### WORK TO COMPLETE
a - Quote everything in the Qwen2.5-VL guide from "The Qwen2.5-VL architecture" down to "computed in FP32)".
b - Write the next part of the Qwen2.5-VL guide, starting after the last line shown.

### EXTRACT PROVIDED
Skip to main content
Qwen2.5-VL is an advanced vision-language model that supports multi-image understanding, dynamic resolution, and sophisticated spatial reasoning through Multi-Resolution Rotary Position Embedding (MRoPE).

Overview

Qwen2.5-VL models are state-of-the-art vision-language models from Alibaba Cloud that excel at:
  • Multi-image understanding: Process and reason across multiple images
  • Dynamic resolution: Handle images of varying sizes and aspect ratios
  • 3D positional encoding: MRoPE for better spatial understanding
  • Long context: Support for extended context lengths
Qwen2.5-VL uses a unique 3D position encoding scheme with temporal, height, and width dimensions for superior spatial reasoning.

Architecture Details

Multi-Resolution Rotary Position Embedding (MRoPE)

Qwen2.5-VL uses MRoPE to encode positional information in three dimensions:
# Position IDs shape: [3, batch_size, sequence_length]
# Dimension 0: Temporal dimension
# Dimension 1: Height dimension  
# Dimension 2: Width dimension
This 3D encoding allows the model to:
  • Better understand spatial relationships in images
  • Handle dynamic image resolutions
  • Process multi-image inputs with proper position awareness

Model Components

The Qwen2.5-VL architecture consists of:
  1. Vision Encoder: Processes images into visual features
    • Patch embedding for image tokenization
    • Vision attention layers
    • Patch merger for feature aggregation
  2. Language Model: Core text generation model
    • Modified attention with MRoPE
    • Grouped Query Attention (GQA)
    • RMS Layer Normalization (always computed in FP32)
  3. Vision Pipeline: Multi-stage processing
    Image → Patch Embed → Vision Attention → Patch Merger → Embeddings
    

Building Qwen2.5-VL Models

Qwen2.5-VL requires specific versions of dependencies. Follow the installation steps carefully.

Prerequisites

1

Install ONNX Runtime

# Install nightly ONNX Runtime GenAI for CUDA
pip install -i https://aiinfra.pkgs.visualstudio.com/PublicPackages/_packaging/ORT-Nightly/pypi/simple/ \
  --pre onnxruntime-genai-cuda

# Uninstall stable ONNX Runtime
pip uninstall -y onnxruntime-gpu

# Install nightly ONNX Runtime
pip install -i https://aiinfra.pkgs.visualstudio.com/PublicPackages/_packaging/ORT-Nightly/pypi/simple/ \
  --pre onnxruntime-gpu
2

Install PyTorch

# Ensure PyTorch >= 2.7.0
pip install torch==2.7.0
3

Install Additional Dependencies

pip install transformers
pip install pillow
pip install numpy==1.26.4  # Must be < 2.0.0
pip install --pre onnxscript

Model Export

1

Download Base Model

mkdir -p qwen2.5-vl-7b-instruct
cd qwen2.5-vl-7b-instruct

# Download from Hugging Face
huggingface-cli download Qwen/Qwen2.5-VL-7B-Instruct \
  --local-dir ./pytorch
2

Export to ONNX

# Use the builder from ONNX Runtime GenAI source
from onnxruntime_genai.models.builder import build_model

build_model(
    model_name="Qwen/Qwen2.5-VL-7B-Instruct",
    input_path="./pytorch",
    output_path="./onnx-cuda",
    precision="fp16",
    execution_provider="cuda",
    cache_dir="./cache"

### RAW DATA
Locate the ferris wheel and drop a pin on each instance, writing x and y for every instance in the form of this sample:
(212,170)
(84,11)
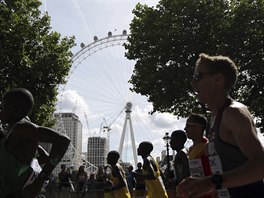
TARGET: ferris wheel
(98,91)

### RESPONSES FOR EACH TASK
a -
The Qwen2.5-VL architecture consists of:
  1. Vision Encoder: Processes images into visual features
    • Patch embedding for image tokenization
    • Vision attention layers
    • Patch merger for feature aggregation
  2. Language Model: Core text generation model
    • Modified attention with MRoPE
    • Grouped Query Attention (GQA)
    • RMS Layer Normalization (always computed in FP32)

b -
)

Precision Options

# FP16 for CUDA (recommended for most GPUs)
python3 -m onnxruntime_genai.models.builder \
  --model_name Qwen/Qwen2.5-VL-7B-Instruct \
  --output ./onnx-fp16 \
  --precision fp16 \
  --execution_provider cuda

Using Qwen2.5-VL

Basic Usage

import onnxruntime_genai as og

# Load model
config = og.Config("./qwen2.5-vl-7b-instruct/onnx-cuda")
model = og.Model(config)
processor = model.create_multimodal_processor()
tokenizer = og.Tokenizer(model)

# Load image
images = og.Images.open("image.jpg")

# Create prompt
prompt = "Describe this image in detail."

# Process inputs
inputs = processor(prompt, images=images)

# Generate response
params = og.GeneratorParams(model)
params.set_search_options(max_length=2048)

generator = og.Generator(model, params)
generator.set_inputs(inputs)

print("Response: ", end="", flush=True)
while not generator.is_done():
    generator.generate_next_token()
    new_token = generator.get_next_tokens()[0]
    print(tokenizer.decode(new_token), end="", flush=True)
print()

Multi-Image Processing

Qwen2.5-VL excels at reasoning across multiple images:
import onnxruntime_genai as og

# Load multiple images
images = og.Images.open(
    "product_front.jpg",
    "product_back.jpg",
    "product_side.jpg"
)

# Ask comparative question
prompt = """
Analyze these three product images:
1. What are the key features visible from different angles?
2. Are there any defects or quality issues?
3. How would you rate the product packaging?
"""

inputs = processor(prompt, images=images)

# Generate detailed analysis
params = og.GeneratorParams(model)
params.set_search_options(
    max_length=4096,
    temperature=0.7,
    top_p=0.9
)

generator = og.Generator(model, params)
generator.set_inputs(inputs)

while not generator.is_done():
    generator.generate_next_token()
    new_token = generator.get_next_tokens()[0]
    print(tokenizer.decode(new_token), end="", flush=True)

Chat Conversation with Images

import json
import onnxruntime_genai as og

# Initialize model
config = og.Config("./qwen2.5-vl-7b-instruct/onnx-cuda")
model = og.Model(config)
processor = model.create_multimodal_processor()
tokenizer = og.Tokenizer(model)

# Chat history
messages = [
    {
        "role": "system",
        "content": "You are a helpful assistant that can see images."
    },
    {
        "role": "user",
        "content": "What objects can you identify in this image?"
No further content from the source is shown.